> TASKS TO PERFORM:
1) In the essay on resource adequacy below, translate the sentence "Historical statistics are typically used to estimate generator failure rates." into Spanish.
2) Condense the paragraph beginning "To understand this change" in the resource adequacy essay below into a short bulleted list that keeps its main facts.
3) Continue the essay on resource adequacy below, picking up after its final paragraph.
[SELECTION start]
“Can resource adequacy be attained without defining what is ‘enough’?” This is the astute question posed by Beth Garza, formerly Independent Market Monitor for ERCOT and now senior fellow at the R Street Institute think tank. In this blog, I would like to engage with her question.
Customary short-hand descriptions of resource adequacy focus on installed reserve margin, which is the amount by which the total power generation capacity exceeds a forecast peak consumption. I will argue that, in a high renewable world, the focus on power capacity over a short time interval at the time of a forecast peak is not a suitable short-hand, because adequacy will become more dependent on the availability of energy over an extended time. The “what” in Beth Garza’s question will increasingly need to be thought of as energy capacity rather than power capacity, and we will need to define how much energy capacity is needed to satisfy our requirements for adequacy.
To understand this change in the needed short-hand for adequacy, let’s first think about assessing resource adequacy in systems with mostly thermal generation. Typically, load is at peak levels for just a few hours in summer or winter. In thermal-dominated systems, resource adequacy is roughly tantamount to having enough thermal generation capacity available with high enough probability to meet a particular future peak load condition. Outside of these peak load hours, there is generally sufficient capacity to meet load, even considering failures and the need for annual maintenance.
There are various considerations in an assessment of adequacy in a thermal-dominated system that hinge on uncertainties and probabilistic assessments. On the demand side, probabilistic assessments arise because we must forecast future peak load conditions, including the extremity of associated weather conditions that drive both winter and summer peaks. In other words, there is an uncertain future peak load, so the definition of resource adequacy must consider how extreme the peak.
To put it another way: in order to define whether resources are adequate, we must specify the forecast load that the resources are supplying. Implicitly, there is a non-zero probability that the actual realized peak load exceeds the forecast peak load. For example, peak loads in the February 2021 event in ERCOT exceeded the ERCOT assessment of forecast peak loads for winter 2020-2021, because the extreme weather that actually occurred in February 2021 was a once-a-decade phenomenon. The forecast peak considered only more typical winter peaks.
It is not just load that has randomness. Generators, too, have random failures. The assessment of resource adequacy must therefore also consider the probabilities of failure of thermal generation. Historical statistics are typically used to estimate generator failure rates.
Putting the demand and supply together, a specification of resource adequacy must define the minimum acceptable probability for being able to supply all load. This could equivalently be described as deciding how far out to consider on the “tail” of unlikely events of peak load variation and generator failures. Given the minimum acceptable probability of being able to supply all load all the time, we can assess whether or not the resources are adequate. A typical minimum acceptable probability of supplying all the load might be 99.97% over a year.
To summarize, the question about thermal resource adequacy typically comes down to a question about the likelihood of power production capacity being available to meet peak power consumption conditions. This assessment primarily depends on a particular, relatively small, length of time during load peaks and considers the probability distribution of power capacity in relation to the probability distribution of peak load. This is appropriate for a predominantly thermal system with “peaky” demand, where failures of thermal generation are uncorrelated from generator to generator, and where the critical demand periods are particular hours sporadically occurring over a summer or winter, with the occurrence of these peaks uncorrelated with generator outages.
[SELECTION end]
[MATERIAL PROVIDED start]
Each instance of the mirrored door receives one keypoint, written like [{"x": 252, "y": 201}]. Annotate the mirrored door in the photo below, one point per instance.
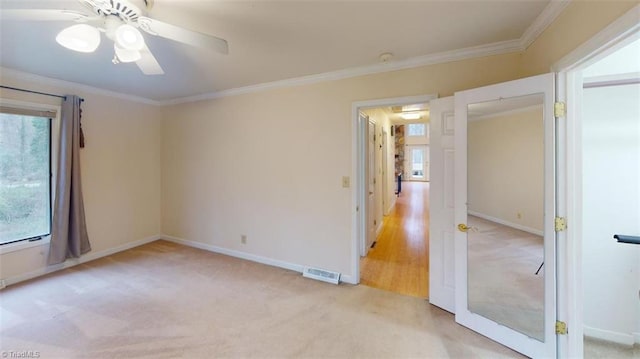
[MATERIAL PROVIDED end]
> EXPECTED RESULTS:
1) Normalmente se utilizan estadísticas históricas para estimar las tasas de falla de los generadores.

2)
- In systems with mostly thermal generation, load typically stays at peak levels for only a few hours in summer or winter.
- In such systems, resource adequacy roughly means having enough thermal generation capacity available, with high enough probability, to meet a given future peak load.
- Outside those peak hours, capacity is generally sufficient to meet load, even with failures and annual maintenance.

3)
So how can we evaluate whether there are enough thermal generation resources to satisfy our specification of adequacy? One approach is to define the concept of “effective load carrying capacity” (ELCC) of each generation resource. For thermal resources, if their failures are not correlated with demand conditions and the failures are uncorrelated across generators, then the ELCC can be roughly evaluated as the installed capacity of the generator derated (reduced) by its failure or forced outage rate. The derated capacity can be viewed as the “expected” availability in a probabilistic sense.
Adding up the capabilities of a large number of generators, and assuming that failures across generators are uncorrelated and that failure rates do not change over time, the law of large numbers tells us that the sum of the actual available capacities of all the generators will be roughly equal to the sum of these derated capacities. To put it another way, we can roughly think of the derated capacity as representing the capacity of an equivalent perfectly reliable generator that is always available. Adequacy is tantamount to having enough equivalent perfectly reliable generation capacity.
How can we interpret this in terms of installed reserve margin? Adding up the total installed capacity in a system with adequate generation, we will find that it exceeds the peak load forecast. That is, there is a reserve margin. Historically, an installed reserve margin of around 12 to 15% above the peak load forecast provided adequate capacity in a thermal-dominated system.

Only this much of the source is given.